Start
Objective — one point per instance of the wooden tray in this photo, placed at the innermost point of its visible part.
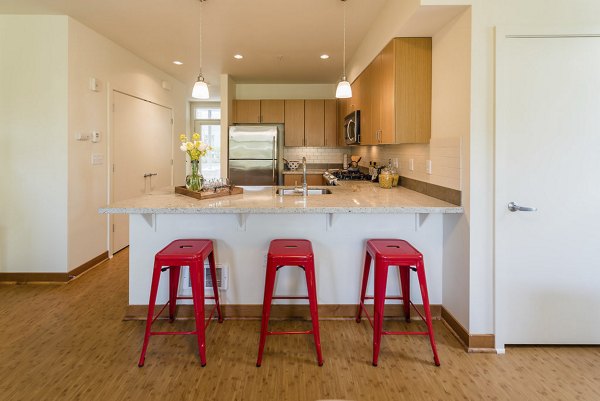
(208, 194)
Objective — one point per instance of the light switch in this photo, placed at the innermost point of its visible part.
(97, 158)
(93, 85)
(81, 137)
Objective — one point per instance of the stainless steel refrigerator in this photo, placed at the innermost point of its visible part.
(256, 154)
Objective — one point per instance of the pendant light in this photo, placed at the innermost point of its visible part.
(344, 90)
(200, 90)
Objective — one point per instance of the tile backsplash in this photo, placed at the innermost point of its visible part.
(444, 154)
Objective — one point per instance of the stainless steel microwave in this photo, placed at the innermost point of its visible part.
(352, 128)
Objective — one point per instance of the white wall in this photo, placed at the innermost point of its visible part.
(285, 91)
(33, 145)
(486, 15)
(451, 112)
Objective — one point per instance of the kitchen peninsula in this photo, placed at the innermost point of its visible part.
(242, 226)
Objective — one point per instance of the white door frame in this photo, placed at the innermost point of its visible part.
(111, 141)
(502, 34)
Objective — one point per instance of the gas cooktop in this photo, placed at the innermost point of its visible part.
(349, 175)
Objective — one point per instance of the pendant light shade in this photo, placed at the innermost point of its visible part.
(200, 90)
(344, 90)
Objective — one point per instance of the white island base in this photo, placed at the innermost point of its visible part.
(241, 242)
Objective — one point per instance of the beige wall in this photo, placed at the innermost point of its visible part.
(92, 55)
(33, 143)
(51, 192)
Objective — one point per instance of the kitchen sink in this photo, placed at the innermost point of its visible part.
(298, 191)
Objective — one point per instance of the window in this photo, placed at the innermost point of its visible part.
(207, 122)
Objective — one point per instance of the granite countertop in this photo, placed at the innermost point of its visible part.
(308, 171)
(349, 197)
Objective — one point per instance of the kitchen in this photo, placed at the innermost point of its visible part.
(468, 285)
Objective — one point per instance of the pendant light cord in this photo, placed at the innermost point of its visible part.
(200, 42)
(344, 60)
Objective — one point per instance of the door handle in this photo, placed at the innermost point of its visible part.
(513, 207)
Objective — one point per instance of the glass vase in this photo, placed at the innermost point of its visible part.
(194, 181)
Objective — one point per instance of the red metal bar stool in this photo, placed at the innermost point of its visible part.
(183, 252)
(290, 252)
(394, 252)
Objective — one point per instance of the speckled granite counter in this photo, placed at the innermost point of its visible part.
(349, 197)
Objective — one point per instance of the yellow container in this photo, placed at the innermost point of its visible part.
(386, 180)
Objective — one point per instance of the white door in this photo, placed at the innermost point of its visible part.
(142, 153)
(547, 262)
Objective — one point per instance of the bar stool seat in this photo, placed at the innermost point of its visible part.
(183, 252)
(394, 252)
(290, 252)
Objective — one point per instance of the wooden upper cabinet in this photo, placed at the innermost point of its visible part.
(413, 90)
(246, 111)
(330, 125)
(272, 111)
(314, 123)
(294, 122)
(393, 94)
(387, 83)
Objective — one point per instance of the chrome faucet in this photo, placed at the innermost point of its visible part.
(304, 185)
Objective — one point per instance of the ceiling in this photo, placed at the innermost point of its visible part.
(281, 40)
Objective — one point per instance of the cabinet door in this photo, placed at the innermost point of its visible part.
(272, 111)
(387, 119)
(343, 106)
(364, 99)
(294, 123)
(314, 122)
(247, 111)
(413, 90)
(331, 123)
(375, 99)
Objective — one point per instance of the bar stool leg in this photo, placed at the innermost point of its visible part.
(267, 299)
(151, 303)
(405, 285)
(197, 280)
(314, 313)
(381, 271)
(173, 288)
(213, 273)
(425, 296)
(363, 290)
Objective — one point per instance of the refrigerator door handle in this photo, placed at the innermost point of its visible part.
(274, 158)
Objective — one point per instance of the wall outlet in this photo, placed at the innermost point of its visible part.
(222, 278)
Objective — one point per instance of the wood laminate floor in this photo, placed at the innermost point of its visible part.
(69, 342)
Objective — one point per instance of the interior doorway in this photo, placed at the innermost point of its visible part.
(142, 155)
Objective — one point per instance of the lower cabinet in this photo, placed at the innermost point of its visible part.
(296, 179)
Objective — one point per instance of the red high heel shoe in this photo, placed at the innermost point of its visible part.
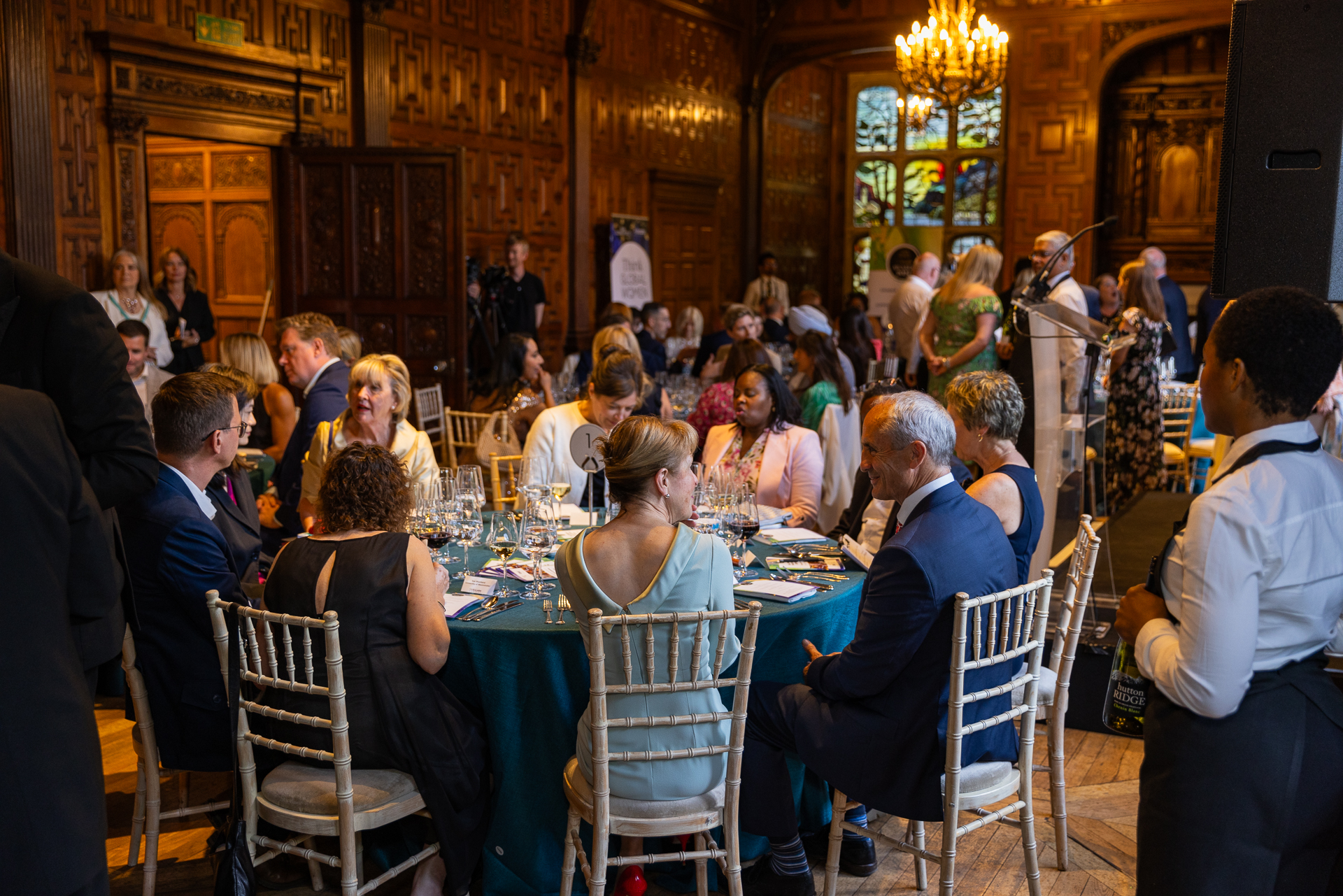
(630, 881)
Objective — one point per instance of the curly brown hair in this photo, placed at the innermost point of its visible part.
(364, 487)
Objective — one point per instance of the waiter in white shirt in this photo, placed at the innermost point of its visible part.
(767, 285)
(1242, 785)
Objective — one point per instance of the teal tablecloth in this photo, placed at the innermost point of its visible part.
(530, 683)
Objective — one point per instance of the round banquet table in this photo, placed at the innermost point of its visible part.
(530, 683)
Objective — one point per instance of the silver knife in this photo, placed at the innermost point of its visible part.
(499, 609)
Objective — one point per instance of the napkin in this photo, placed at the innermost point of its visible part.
(789, 536)
(457, 604)
(520, 570)
(772, 590)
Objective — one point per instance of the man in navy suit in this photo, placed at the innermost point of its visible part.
(872, 719)
(176, 554)
(309, 351)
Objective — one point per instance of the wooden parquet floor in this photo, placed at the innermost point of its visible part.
(1102, 823)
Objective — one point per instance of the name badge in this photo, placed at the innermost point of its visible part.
(478, 585)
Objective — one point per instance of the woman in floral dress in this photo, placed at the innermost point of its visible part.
(1134, 456)
(958, 335)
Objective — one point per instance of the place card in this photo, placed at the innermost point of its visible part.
(478, 585)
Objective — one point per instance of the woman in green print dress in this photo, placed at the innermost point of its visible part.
(958, 335)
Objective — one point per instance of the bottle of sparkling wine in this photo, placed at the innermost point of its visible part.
(1125, 699)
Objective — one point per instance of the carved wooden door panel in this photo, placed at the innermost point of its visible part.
(375, 239)
(214, 202)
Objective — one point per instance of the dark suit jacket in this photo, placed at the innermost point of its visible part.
(655, 353)
(176, 555)
(1177, 313)
(324, 404)
(55, 339)
(851, 522)
(58, 569)
(238, 522)
(874, 723)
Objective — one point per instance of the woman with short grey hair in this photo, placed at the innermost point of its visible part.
(988, 408)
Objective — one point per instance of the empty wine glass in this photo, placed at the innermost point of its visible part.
(539, 536)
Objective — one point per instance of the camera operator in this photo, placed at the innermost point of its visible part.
(521, 297)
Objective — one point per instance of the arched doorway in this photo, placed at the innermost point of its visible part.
(1160, 150)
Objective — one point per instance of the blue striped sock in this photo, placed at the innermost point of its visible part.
(788, 858)
(856, 816)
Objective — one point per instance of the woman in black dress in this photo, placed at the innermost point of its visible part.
(394, 640)
(176, 289)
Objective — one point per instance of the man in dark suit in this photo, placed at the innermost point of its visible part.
(176, 555)
(55, 339)
(872, 719)
(59, 571)
(1177, 313)
(309, 351)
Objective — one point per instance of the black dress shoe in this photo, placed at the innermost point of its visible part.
(760, 880)
(857, 858)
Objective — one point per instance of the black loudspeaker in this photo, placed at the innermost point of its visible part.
(1279, 208)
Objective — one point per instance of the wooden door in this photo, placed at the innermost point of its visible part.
(375, 239)
(214, 202)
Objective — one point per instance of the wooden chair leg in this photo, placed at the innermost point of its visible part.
(836, 843)
(571, 832)
(1058, 789)
(914, 833)
(137, 817)
(702, 868)
(153, 804)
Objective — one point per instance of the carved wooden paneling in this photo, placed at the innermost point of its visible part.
(375, 223)
(77, 148)
(178, 172)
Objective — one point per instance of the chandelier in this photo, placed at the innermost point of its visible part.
(951, 58)
(916, 112)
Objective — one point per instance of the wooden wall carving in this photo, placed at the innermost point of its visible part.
(667, 97)
(797, 197)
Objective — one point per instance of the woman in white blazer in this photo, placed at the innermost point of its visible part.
(616, 387)
(779, 460)
(132, 299)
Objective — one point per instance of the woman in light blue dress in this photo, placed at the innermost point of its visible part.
(646, 560)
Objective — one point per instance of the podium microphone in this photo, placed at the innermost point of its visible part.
(1039, 287)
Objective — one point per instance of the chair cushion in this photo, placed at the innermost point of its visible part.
(312, 789)
(1044, 691)
(578, 789)
(983, 777)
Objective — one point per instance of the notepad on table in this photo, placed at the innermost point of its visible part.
(772, 590)
(789, 536)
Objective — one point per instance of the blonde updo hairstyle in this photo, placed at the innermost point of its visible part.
(620, 374)
(392, 371)
(638, 448)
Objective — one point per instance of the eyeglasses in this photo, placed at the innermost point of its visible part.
(226, 429)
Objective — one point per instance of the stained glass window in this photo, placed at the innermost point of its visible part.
(925, 192)
(861, 262)
(879, 120)
(962, 243)
(975, 194)
(934, 134)
(874, 192)
(979, 121)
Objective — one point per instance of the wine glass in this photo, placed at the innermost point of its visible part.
(470, 481)
(539, 536)
(469, 528)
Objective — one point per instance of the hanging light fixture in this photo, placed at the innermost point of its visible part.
(951, 58)
(916, 112)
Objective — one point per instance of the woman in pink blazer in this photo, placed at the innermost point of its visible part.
(765, 446)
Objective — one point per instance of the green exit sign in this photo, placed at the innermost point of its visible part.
(225, 33)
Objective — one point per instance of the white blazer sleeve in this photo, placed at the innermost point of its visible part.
(807, 471)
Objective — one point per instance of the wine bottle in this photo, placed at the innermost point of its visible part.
(1125, 699)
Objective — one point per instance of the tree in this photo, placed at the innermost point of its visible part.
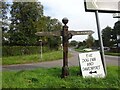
(107, 36)
(117, 27)
(46, 24)
(73, 43)
(24, 16)
(90, 41)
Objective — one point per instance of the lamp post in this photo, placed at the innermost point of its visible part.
(40, 48)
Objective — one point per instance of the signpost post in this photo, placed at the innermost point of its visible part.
(103, 6)
(91, 64)
(66, 35)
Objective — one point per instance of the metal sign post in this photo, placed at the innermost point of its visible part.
(101, 42)
(66, 35)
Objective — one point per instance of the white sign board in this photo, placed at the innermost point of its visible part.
(91, 64)
(102, 5)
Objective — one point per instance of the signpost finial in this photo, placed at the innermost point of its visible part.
(65, 20)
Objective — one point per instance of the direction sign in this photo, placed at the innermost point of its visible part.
(59, 33)
(109, 6)
(91, 64)
(66, 35)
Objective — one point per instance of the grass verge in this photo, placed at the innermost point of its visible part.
(113, 54)
(50, 78)
(49, 56)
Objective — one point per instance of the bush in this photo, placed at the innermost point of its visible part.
(22, 50)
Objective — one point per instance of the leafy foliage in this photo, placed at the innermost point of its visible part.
(24, 16)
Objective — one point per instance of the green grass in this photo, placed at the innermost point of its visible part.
(113, 54)
(49, 56)
(50, 78)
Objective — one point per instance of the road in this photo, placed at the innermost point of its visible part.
(73, 61)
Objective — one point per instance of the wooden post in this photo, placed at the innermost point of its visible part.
(65, 71)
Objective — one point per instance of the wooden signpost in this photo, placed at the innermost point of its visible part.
(66, 35)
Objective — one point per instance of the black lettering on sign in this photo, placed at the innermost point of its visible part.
(91, 68)
(90, 64)
(88, 55)
(85, 60)
(92, 59)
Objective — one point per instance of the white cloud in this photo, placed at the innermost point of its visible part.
(78, 18)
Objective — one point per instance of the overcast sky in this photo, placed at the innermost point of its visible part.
(78, 18)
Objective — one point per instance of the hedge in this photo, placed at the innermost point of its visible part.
(22, 50)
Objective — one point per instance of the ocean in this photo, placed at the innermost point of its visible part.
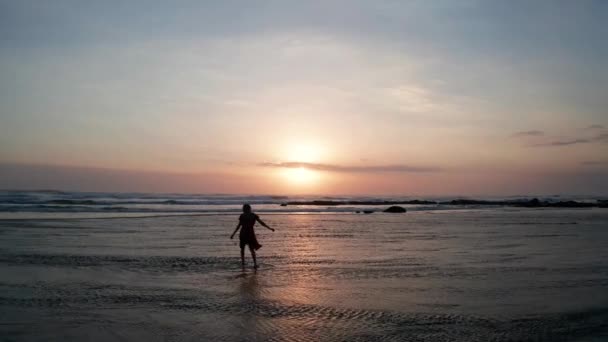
(156, 267)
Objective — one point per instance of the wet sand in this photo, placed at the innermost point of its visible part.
(457, 275)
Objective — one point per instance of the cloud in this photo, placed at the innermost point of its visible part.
(596, 127)
(598, 138)
(350, 168)
(595, 163)
(532, 133)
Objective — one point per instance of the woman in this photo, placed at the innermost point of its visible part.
(247, 236)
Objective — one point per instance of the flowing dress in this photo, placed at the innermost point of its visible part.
(247, 235)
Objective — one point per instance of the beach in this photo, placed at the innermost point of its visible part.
(466, 274)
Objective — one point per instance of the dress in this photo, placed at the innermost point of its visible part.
(247, 235)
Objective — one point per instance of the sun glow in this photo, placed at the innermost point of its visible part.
(300, 175)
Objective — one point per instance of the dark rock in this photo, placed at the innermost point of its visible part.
(395, 209)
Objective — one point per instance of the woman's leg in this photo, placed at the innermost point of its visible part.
(255, 264)
(243, 256)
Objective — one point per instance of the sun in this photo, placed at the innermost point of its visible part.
(305, 153)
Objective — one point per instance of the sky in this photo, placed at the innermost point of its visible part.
(305, 97)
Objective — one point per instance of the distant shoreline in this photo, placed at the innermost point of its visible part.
(533, 203)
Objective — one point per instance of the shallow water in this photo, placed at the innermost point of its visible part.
(501, 274)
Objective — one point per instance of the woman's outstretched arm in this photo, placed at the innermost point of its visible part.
(263, 223)
(238, 226)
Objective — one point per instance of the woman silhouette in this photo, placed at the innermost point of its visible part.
(247, 235)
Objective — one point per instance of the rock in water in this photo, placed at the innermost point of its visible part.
(395, 209)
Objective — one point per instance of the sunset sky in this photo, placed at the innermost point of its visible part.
(305, 97)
End
● **Exercise**
Can you repeat, word for word, the stretch from the line containing "Objective — one point per instance of the rock" through the end of the rows above?

● **The solution**
Objective — one point per instance of the rock in water in this photo, placed at the innermost point of its visible part.
(395, 209)
Objective — one point per instance of the sunset sky in this photo, placed at the innermost point of its visible part.
(305, 97)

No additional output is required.